Abu Thalib Mati Kafir adalah Hoax, Tanggapan atas Tulisan Ustadz Muhammad Hidyatulloh; Oleh Anwar Hudijono, wartawan senior tinggal di Sidoarjo
PWMU.CO – Tulisan almukaram Ustadz Muhammad Hiyatullah, Pengasuh Kajian Tafsir al-Quran Yayasan Ma’had Islami (Yamais) Masjid Al Huda Berbek, Waru, Sidoarjo berjudul, Mahalnya Hidayah Bercermin pada Abu Thalib, yang dimuat di PWMU.CO, Jumat, 11 Desember 2022 menarik sekali. Khususnya pada penegasan bahwa Abu Thalib, paman Rasulullah mati dalam keadaan kafir.
Status kematian demikian sudah sering saya dengar sejak di bangku Madrasah Ibtidaiyah (MI) Al Islam Mojorejo, Caruban, di masjid-masjid baik saat khotbah Jumat maupun forum majelis taklim.
Pada umumnya pola ceritanya serupa. Tidak ada sumber informasinya. Apalagi perbandingan sumber informasinya. Juga tidak pernah ada kesempatan untuk dialog. Kisah penting ini dinarasikan layaknya dongeng fabel kancil nyolong sarung eh… timun.
....
Tujuan =>
a) Jawab pertanyaan ini berdasarkan tulisan tentang Abu Thalib:
(i) Apa judul tulisan yang ditanggapi?
(ii) Di madrasah mana penulis pertama kali sering mendengar status kematian Abu Thalib?
(iii) Kesempatan apa yang dikatakan tidak pernah ada?
b) Tukar "dialog" dengan "diskusi" lalu tulis ulang bagian tulisan tentang Abu Thalib antara "Pada umumnya pola" dan "sarung eh… timun.", keduanya termasuk.
c) Lanjutkan tulisan tentang Abu Thalib mulai setelah kalimat terakhir yang ada.
Catatan berikut tidak ada hubungannya dengan tulisan tentang Abu Thalib.

Baris dataset penunjukan objek
....
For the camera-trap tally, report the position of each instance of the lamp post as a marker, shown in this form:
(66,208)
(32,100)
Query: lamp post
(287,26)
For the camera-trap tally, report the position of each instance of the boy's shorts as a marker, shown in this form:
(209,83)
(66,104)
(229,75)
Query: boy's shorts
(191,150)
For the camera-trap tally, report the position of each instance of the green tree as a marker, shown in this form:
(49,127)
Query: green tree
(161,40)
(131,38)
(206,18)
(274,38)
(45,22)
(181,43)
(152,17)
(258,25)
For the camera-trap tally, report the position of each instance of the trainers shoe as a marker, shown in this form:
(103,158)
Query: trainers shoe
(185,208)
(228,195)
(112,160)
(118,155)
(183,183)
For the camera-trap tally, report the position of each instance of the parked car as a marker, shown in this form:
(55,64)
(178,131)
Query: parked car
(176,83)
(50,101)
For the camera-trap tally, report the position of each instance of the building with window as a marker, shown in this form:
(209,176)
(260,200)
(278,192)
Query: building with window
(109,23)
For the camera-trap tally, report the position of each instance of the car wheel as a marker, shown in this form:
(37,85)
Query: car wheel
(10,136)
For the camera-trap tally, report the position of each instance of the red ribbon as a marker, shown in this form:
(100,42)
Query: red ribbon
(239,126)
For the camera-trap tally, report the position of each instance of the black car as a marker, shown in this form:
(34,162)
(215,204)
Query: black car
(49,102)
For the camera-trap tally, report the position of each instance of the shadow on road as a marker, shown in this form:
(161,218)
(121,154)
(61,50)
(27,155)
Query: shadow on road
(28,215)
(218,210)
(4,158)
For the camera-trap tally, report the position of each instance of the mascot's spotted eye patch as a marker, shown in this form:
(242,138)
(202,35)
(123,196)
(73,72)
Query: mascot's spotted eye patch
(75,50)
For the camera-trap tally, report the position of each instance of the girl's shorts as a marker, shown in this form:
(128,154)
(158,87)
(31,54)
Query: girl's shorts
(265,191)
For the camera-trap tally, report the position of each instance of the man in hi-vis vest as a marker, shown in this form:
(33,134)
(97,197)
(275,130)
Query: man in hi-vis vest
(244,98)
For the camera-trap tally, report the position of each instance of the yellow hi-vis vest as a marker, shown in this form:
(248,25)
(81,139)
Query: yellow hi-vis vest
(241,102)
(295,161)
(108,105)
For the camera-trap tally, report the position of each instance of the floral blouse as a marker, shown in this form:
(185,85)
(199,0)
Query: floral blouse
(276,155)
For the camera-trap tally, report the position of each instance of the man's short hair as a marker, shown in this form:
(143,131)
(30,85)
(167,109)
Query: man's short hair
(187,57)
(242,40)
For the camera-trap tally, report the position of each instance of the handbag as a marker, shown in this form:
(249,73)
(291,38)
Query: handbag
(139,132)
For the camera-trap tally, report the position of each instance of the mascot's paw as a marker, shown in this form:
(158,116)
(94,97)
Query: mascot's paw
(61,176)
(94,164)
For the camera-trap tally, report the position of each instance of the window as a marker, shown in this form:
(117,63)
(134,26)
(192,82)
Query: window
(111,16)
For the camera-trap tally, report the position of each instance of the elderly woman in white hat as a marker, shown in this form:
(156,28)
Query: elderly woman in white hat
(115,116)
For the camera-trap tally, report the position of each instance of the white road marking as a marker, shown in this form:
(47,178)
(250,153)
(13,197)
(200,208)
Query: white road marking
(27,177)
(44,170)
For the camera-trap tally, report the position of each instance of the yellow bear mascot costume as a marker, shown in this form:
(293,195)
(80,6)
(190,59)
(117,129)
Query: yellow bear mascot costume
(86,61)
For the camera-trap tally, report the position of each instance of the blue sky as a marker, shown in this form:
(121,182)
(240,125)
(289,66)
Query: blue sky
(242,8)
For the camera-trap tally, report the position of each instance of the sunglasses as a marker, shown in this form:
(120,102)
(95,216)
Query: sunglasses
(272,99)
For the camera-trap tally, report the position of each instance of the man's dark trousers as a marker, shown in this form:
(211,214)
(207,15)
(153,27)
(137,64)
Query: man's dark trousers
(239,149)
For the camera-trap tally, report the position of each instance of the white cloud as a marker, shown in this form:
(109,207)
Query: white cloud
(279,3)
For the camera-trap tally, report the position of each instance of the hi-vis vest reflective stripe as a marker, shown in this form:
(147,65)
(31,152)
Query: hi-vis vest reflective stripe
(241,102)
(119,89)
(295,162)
....
Jawaban =>
a)
(i) Mahalnya Hidayah Bercermin pada Abu Thalib
(ii) Madrasah Ibtidaiyah (MI) Al Islam Mojorejo, Caruban
(iii) Kesempatan untuk dialog

b)
Pada umumnya pola ceritanya serupa. Tidak ada sumber informasinya. Apalagi perbandingan sumber informasinya. Juga tidak pernah ada kesempatan untuk diskusi. Kisah penting ini dinarasikan layaknya dongeng fabel kancil nyolong sarung eh… timun.

c)
Pembicara seperti menjejalkan air tajin ke mulut bayi agar langsung dilek tanpa perlu mengunyah. Pola komunikasi yang sering saya temui di majelis taklim.
Lantaran tidak pernah ada yang menyebut sumbernya itulah, saya selalu skeptis apakah benar seorang pengasuh dan pelindung Rasulullah, dicintai Rasulullah tidak mendapat hidayah sehingga masuk neraka?
Begitu besar jasa Abu Thalib untuk Islam. Bahkan dia bersama Khadijah adalah dua pilar utama perjuangan Islam di permulaan. Selama ada Abu Thalib, kaum kafir Quraisy tidak berani menyentuh Nabi. Tapi setelah ia meninggal, mereka berani menganiaya Nabi.
Saking besarnya peran dua orang ini, sampai-sampai Rasulullah sangat berduka dan terluka ibarat suduk gunting luka dua ketika mereka wafat. Saking sedihnya, kata ustad di masjid (saya tidak tahu benar tidaknya) lantas Allah menghibur Nabi dengan Isra dan Mikraj.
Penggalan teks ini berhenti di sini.